INSTRUCTIONS FOR THE TASK:
Return every line of the rows that contains the string "bicycle".

DATA EXTRACT:

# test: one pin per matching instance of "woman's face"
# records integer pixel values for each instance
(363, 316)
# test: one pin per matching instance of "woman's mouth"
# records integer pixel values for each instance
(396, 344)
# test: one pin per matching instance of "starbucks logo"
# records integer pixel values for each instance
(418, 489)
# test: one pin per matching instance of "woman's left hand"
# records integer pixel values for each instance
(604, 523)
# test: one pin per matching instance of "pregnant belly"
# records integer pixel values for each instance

...

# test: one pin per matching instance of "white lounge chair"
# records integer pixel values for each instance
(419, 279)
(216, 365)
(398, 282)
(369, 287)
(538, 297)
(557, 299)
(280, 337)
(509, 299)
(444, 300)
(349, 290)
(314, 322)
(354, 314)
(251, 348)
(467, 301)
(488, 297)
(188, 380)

---

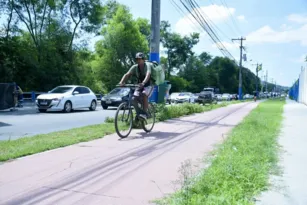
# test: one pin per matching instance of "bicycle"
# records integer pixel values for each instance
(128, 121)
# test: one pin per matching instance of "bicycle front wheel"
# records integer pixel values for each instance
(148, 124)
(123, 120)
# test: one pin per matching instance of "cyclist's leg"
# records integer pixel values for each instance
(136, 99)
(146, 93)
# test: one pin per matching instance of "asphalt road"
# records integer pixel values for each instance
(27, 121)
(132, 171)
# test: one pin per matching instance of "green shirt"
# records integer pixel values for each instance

EXERCISE SOLUTION:
# test: one pin per matching instance of "bicycle"
# test: one pin per matching instance of "bicycle front wheel"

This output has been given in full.